Action item:
Each entry in this listing needs to be written out again, word for word.

Material provided:
= = =

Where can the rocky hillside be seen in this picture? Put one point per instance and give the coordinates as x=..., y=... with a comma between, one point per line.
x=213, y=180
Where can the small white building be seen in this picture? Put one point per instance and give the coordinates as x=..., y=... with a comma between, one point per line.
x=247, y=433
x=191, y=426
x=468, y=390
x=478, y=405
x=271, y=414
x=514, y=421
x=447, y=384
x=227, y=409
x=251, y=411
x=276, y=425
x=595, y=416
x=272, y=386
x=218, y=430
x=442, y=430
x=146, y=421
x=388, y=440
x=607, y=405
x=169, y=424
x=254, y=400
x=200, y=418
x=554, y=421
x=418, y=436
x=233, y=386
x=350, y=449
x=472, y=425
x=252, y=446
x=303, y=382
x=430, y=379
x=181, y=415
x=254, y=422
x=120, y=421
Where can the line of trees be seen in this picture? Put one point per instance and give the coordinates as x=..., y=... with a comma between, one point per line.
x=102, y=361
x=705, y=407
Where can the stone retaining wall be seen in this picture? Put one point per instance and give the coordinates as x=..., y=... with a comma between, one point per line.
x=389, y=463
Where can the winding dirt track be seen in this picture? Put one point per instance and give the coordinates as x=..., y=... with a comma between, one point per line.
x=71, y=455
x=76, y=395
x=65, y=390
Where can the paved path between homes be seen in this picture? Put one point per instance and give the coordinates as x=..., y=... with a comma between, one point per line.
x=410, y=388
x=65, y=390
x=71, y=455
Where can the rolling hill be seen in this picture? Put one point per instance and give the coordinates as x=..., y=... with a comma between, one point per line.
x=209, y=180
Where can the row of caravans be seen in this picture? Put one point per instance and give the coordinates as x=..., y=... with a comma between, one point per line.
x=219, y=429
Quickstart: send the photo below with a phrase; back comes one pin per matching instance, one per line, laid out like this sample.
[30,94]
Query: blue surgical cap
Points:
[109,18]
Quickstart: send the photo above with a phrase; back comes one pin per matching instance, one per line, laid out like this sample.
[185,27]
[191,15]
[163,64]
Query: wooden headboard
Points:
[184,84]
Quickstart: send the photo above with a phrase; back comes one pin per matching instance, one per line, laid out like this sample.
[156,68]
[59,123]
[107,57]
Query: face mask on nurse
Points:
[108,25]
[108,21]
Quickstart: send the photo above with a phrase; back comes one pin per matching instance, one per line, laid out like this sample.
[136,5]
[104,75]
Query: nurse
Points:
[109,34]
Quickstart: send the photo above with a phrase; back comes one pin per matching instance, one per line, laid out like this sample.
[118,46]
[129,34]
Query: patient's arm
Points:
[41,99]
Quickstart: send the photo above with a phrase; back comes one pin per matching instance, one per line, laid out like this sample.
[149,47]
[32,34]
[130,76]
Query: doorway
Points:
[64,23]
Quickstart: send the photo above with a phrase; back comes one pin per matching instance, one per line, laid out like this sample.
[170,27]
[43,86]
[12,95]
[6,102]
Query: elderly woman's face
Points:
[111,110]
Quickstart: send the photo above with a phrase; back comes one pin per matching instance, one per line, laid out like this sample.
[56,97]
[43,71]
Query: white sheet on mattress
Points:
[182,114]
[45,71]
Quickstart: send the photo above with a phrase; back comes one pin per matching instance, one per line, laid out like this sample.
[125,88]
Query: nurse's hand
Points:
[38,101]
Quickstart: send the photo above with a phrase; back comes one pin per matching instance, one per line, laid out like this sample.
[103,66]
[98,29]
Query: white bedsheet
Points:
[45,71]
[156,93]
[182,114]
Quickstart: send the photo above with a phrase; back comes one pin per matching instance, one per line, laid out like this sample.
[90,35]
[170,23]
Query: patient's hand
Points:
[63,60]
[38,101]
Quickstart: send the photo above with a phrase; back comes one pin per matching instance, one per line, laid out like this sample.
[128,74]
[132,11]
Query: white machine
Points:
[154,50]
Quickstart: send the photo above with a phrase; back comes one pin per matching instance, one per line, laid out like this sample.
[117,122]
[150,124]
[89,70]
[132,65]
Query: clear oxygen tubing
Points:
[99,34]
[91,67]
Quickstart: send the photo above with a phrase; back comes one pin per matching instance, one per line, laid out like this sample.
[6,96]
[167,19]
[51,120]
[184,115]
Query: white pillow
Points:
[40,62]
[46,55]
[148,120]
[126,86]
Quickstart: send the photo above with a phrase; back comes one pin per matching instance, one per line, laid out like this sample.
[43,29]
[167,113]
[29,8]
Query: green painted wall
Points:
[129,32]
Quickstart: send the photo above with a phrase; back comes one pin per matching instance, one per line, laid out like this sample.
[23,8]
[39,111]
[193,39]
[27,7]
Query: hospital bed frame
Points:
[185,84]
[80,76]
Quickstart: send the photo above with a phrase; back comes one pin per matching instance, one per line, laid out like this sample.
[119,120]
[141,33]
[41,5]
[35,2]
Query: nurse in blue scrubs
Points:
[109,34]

= = =

Answer below:
Where can the rocky hillside be seen in this picture? Put one point per instance and give the coordinates as x=..., y=... with a comma between, one point per line.
x=213, y=180
Where can the small white building be seen in this picture? Put one point per instance and give the coordinates as x=..., y=... with a comma between, one point per line.
x=247, y=433
x=191, y=426
x=468, y=390
x=478, y=405
x=271, y=414
x=514, y=421
x=447, y=384
x=227, y=409
x=251, y=411
x=276, y=425
x=595, y=416
x=272, y=386
x=218, y=430
x=442, y=430
x=146, y=421
x=388, y=440
x=607, y=405
x=169, y=424
x=254, y=400
x=200, y=418
x=554, y=421
x=418, y=436
x=233, y=386
x=350, y=449
x=472, y=425
x=252, y=446
x=303, y=382
x=430, y=379
x=181, y=415
x=254, y=422
x=120, y=421
Where can the line of trees be seen in this picture? Put one point per instance and give the coordinates as x=..., y=... with a comma between, one point per line.
x=102, y=361
x=705, y=407
Where can the stone retaining wall be seen in this picture? Put one point per instance and give the coordinates as x=..., y=... with a comma between, one point per line.
x=389, y=463
Where can the winding dirt track be seen in this picture? Put one point per instance and give the coordinates as x=..., y=... with a comma between, one point per line.
x=71, y=455
x=76, y=395
x=65, y=390
Where can the paved path between homes be seen in this picture? Put one point per instance and give the coordinates as x=..., y=... with a comma between, one point per line.
x=410, y=388
x=65, y=390
x=71, y=455
Where can the rolling hill be seen in this picture? Put one point per instance and give the coordinates as x=..., y=... with a comma between, one point per line.
x=209, y=180
Where can the row of caravans be seen in this picture? Put one point per instance and give the coordinates as x=..., y=... with a comma between, one point per line.
x=219, y=429
Quickstart: send the photo below with a phrase; back comes one pin per matching instance, one per line, laid out like this sample.
[30,94]
Query: blue surgical cap
Points:
[109,18]
Quickstart: send the photo above with a phrase; back comes one pin per matching instance, one per line, laid out like this sample.
[185,27]
[191,15]
[163,64]
Query: wooden headboard
Points:
[184,84]
Quickstart: send the photo above with a phrase; back comes one pin per matching instance, one per line, laid out like this sample.
[156,68]
[59,123]
[107,57]
Query: face mask on nurse
Points:
[108,25]
[108,21]
Quickstart: send the photo above with a phrase; back comes one pin per matching instance, one per line, laid out like this sample.
[136,5]
[104,75]
Query: nurse
Points:
[109,34]
Quickstart: send the photo above with a phrase; back comes one pin per matching instance, one per line, laid out like this sample.
[118,46]
[129,34]
Query: patient's arm
Points:
[41,99]
Quickstart: send the photo above with a phrase; back comes one pin per matching instance, one per line, laid out like this sample.
[149,47]
[32,34]
[130,76]
Query: doorway
Points:
[64,23]
Quickstart: send the photo above with a phrase; back comes one pin per matching instance, one per line, laid out like this sample.
[170,27]
[43,86]
[12,95]
[6,102]
Query: elderly woman's face
Points:
[111,110]
Quickstart: send the photo above with a phrase; back comes one pin per matching instance, one per line, laid out like this sample.
[56,97]
[43,71]
Query: white sheet on mattress
Points:
[182,114]
[45,71]
Quickstart: send the photo above with a phrase; back comes one pin per matching instance, one per line, laid out like this sample.
[125,88]
Query: nurse's hand
Points:
[38,101]
Quickstart: send the photo above with a phrase; back comes one pin per matching instance, one per line, laid out like this sample.
[103,66]
[98,29]
Query: white bedsheet
Points:
[45,71]
[156,93]
[182,114]
Quickstart: send the photo above with a phrase; back comes one pin per matching instance, one per line, laid out like this sample.
[90,35]
[170,23]
Query: patient's hand
Points:
[63,60]
[38,101]
Quickstart: send the photo above with a phrase; back comes one pin per matching instance, one per line, laid out like this sample.
[128,74]
[132,11]
Query: white machine
Points:
[154,50]
Quickstart: send the photo above with a phrase; back comes one pin per matching instance, one per line, laid out like this sample.
[117,122]
[150,124]
[89,70]
[132,65]
Query: clear oxygen tubing
Points:
[99,34]
[91,67]
Quickstart: send the photo above with a phrase; back comes one pin per matching instance, one per line, laid out like this sample.
[6,96]
[167,19]
[51,120]
[184,115]
Query: white pillow
Points:
[40,62]
[46,55]
[148,120]
[126,86]
Quickstart: send the photo above with a phrase; back comes one pin per matching instance, one per line, laid out like this sample.
[43,29]
[167,113]
[29,8]
Query: green painted wall
Points:
[129,32]
Quickstart: send the photo above with a phrase; back comes one pin per matching instance, one per line, laid out like this sample.
[23,8]
[39,111]
[193,39]
[27,7]
Query: hospital bed frame
Points:
[185,84]
[80,76]
Quickstart: send the photo above with a phrase; back comes one pin per matching instance, one per line, laid out like this sample.
[119,120]
[141,33]
[41,5]
[35,2]
Query: nurse in blue scrubs
Points:
[109,34]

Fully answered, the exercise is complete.